## Start

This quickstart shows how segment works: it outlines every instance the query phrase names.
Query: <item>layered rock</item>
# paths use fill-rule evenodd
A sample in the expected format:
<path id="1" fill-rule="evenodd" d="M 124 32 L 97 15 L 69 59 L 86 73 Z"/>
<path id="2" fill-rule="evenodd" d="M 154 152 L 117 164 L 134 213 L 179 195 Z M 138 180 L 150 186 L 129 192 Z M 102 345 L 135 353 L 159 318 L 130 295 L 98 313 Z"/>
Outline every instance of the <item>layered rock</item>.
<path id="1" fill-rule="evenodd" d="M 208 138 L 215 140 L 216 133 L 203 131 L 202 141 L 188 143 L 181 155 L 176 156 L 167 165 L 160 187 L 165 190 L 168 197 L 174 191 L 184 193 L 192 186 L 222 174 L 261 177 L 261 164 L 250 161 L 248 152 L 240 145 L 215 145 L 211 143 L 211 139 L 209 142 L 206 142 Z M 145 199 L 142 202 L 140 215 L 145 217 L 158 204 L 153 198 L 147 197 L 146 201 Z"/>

## End

Nothing should be left out: return all of the records exactly.

Correct result:
This quickstart shows how segment works: it outlines every instance the query phrase names.
Query: <item>layered rock</item>
# paths use fill-rule evenodd
A sample in the expected format:
<path id="1" fill-rule="evenodd" d="M 124 32 L 97 15 L 69 59 L 86 73 Z"/>
<path id="2" fill-rule="evenodd" d="M 154 152 L 117 164 L 134 213 L 179 195 Z M 138 180 L 150 186 L 129 192 Z M 102 345 L 135 353 L 159 318 L 130 295 L 98 313 Z"/>
Outline every instance of the <item>layered rock</item>.
<path id="1" fill-rule="evenodd" d="M 208 138 L 215 140 L 216 133 L 203 131 L 202 141 L 188 143 L 181 155 L 176 156 L 167 165 L 160 187 L 165 190 L 168 197 L 174 191 L 184 193 L 192 186 L 222 174 L 261 177 L 261 164 L 250 161 L 248 152 L 240 145 L 215 145 L 211 143 L 211 139 L 209 142 L 206 142 Z M 145 199 L 142 202 L 140 215 L 145 217 L 158 204 L 153 198 L 147 197 L 146 201 Z"/>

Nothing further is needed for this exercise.